Search the entries for the word "tower". Copy each line in which it is found.

::: DATASET EXCERPTS :::

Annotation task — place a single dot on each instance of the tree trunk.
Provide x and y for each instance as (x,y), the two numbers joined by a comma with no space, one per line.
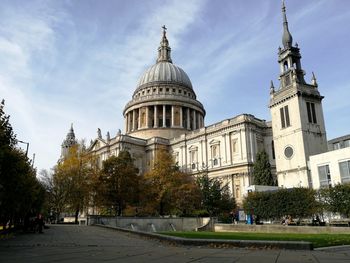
(76,216)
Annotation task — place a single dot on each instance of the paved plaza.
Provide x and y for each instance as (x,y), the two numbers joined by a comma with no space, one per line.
(68,243)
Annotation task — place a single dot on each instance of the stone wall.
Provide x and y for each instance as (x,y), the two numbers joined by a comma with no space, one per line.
(151,224)
(280,229)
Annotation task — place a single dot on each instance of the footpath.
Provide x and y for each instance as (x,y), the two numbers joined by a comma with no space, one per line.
(71,243)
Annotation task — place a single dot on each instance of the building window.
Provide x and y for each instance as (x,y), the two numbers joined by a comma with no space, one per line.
(238,191)
(215,154)
(285,122)
(311,113)
(324,176)
(336,146)
(344,169)
(193,159)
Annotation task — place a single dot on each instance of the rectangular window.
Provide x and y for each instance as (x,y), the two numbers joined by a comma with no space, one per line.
(324,175)
(234,146)
(193,155)
(336,145)
(286,113)
(344,169)
(285,121)
(311,112)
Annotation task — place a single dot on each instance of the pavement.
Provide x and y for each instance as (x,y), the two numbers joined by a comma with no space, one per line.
(71,243)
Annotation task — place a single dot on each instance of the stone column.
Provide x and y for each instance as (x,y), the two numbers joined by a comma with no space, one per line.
(188,119)
(155,116)
(172,116)
(139,118)
(126,123)
(147,117)
(181,121)
(164,108)
(133,120)
(194,120)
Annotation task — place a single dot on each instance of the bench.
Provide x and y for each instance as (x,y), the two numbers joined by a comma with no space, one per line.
(343,223)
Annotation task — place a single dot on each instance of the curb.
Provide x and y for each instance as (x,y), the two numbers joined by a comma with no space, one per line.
(220,243)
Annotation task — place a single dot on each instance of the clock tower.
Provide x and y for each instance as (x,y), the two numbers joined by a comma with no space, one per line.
(297,116)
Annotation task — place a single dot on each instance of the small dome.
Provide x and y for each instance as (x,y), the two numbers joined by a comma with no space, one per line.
(165,72)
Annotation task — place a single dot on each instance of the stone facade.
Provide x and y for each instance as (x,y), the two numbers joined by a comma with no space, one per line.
(165,114)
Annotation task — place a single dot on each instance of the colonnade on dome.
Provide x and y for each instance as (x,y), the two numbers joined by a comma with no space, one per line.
(163,116)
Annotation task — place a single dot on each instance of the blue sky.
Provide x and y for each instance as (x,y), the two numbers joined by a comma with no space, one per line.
(64,62)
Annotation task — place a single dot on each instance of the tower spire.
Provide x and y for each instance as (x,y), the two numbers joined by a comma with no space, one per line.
(287,38)
(164,49)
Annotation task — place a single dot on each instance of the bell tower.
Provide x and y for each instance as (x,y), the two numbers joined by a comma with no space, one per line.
(297,116)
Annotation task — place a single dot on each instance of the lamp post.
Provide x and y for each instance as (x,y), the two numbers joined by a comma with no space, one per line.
(33,160)
(27,146)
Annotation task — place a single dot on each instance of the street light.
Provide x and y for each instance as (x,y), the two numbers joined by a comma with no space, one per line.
(27,146)
(33,159)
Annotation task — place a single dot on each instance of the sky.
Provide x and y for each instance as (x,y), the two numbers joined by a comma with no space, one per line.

:::

### EXPECTED ANSWER
Annotation task — place a single dot on each instance of the clock tower.
Annotation task — place a single dot on each instance of the tower spire.
Annotation task — place a single dot on each instance of the bell tower.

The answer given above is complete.